**ACTIVITY**
Below are records; write all of them out exactly.

[Records from a data source]
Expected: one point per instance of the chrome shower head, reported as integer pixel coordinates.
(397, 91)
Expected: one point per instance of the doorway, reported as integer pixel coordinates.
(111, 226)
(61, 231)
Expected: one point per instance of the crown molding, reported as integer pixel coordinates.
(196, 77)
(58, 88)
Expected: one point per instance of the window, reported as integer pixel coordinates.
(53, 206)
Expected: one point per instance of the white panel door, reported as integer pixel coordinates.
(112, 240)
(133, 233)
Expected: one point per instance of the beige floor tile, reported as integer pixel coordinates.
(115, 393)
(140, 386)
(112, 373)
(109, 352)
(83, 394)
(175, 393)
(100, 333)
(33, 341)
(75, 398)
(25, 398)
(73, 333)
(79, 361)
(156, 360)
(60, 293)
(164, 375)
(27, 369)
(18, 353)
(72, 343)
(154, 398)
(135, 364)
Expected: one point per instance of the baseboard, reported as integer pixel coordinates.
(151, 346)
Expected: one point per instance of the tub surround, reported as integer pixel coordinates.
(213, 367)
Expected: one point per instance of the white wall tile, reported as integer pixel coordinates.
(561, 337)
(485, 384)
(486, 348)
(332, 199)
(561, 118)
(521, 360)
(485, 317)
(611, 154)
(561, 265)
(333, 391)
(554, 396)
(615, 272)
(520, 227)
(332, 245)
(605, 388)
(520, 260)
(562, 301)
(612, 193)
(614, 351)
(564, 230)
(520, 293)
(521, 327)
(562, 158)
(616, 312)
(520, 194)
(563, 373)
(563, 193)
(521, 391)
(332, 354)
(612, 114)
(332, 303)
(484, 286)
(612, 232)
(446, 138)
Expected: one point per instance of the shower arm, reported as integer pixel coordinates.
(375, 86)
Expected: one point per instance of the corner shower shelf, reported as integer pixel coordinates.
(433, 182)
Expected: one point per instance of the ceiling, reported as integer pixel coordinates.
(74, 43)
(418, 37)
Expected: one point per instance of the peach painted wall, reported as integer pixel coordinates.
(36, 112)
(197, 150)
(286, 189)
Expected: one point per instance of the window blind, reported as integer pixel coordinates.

**ANSWER TO THE EXERCISE**
Expected: one point per instance of the chrome shower head, reported as integer pixel coordinates.
(397, 91)
Expected: one point per instance of the doorway, reported as integer pixel coordinates.
(111, 226)
(61, 231)
Expected: one point per instance of the crown molding, reported as integer pixel coordinates.
(196, 77)
(58, 88)
Expected: one point per instance of the window, reported as integer pixel coordinates.
(53, 206)
Expected: one point per instance of the white panel door, reported as integer pixel coordinates.
(112, 240)
(133, 233)
Expected: one point per instance of the beige floor tile, reported as integer pixel coordinates.
(115, 393)
(140, 386)
(112, 373)
(109, 352)
(83, 394)
(175, 393)
(100, 333)
(33, 341)
(75, 398)
(25, 398)
(73, 333)
(79, 361)
(156, 360)
(60, 293)
(164, 375)
(27, 369)
(18, 353)
(72, 343)
(154, 398)
(135, 364)
Expected: one point per instance of the baseboard, reported as integer pixel coordinates.
(151, 346)
Expected: one point per instance of the tub surround, reported as integer pixel coordinates.
(213, 367)
Expected: one point per instance of the white wall tile, reported as integer pixel coordinates.
(561, 337)
(485, 384)
(486, 348)
(332, 199)
(561, 118)
(521, 360)
(485, 317)
(611, 154)
(561, 265)
(333, 391)
(554, 396)
(615, 272)
(520, 227)
(332, 245)
(605, 388)
(520, 260)
(562, 301)
(612, 193)
(614, 351)
(564, 230)
(520, 293)
(521, 327)
(562, 158)
(616, 312)
(520, 194)
(563, 373)
(563, 193)
(521, 391)
(332, 354)
(612, 114)
(332, 303)
(484, 286)
(612, 232)
(446, 138)
Expected: one point per instance of the shower arm, reported as integer pixel coordinates.
(375, 86)
Expected: one point per instance of the corner shower shelf, reported as integer pixel coordinates.
(433, 182)
Expected: one point per instance of the ceiling, reported as integer pixel coordinates.
(74, 43)
(418, 37)
Expected: one point per instance of the peach painted wall, reported as integer pixel coordinates.
(36, 112)
(197, 150)
(286, 189)
Expected: one point per instance of the window blind, reported as integer pixel coordinates.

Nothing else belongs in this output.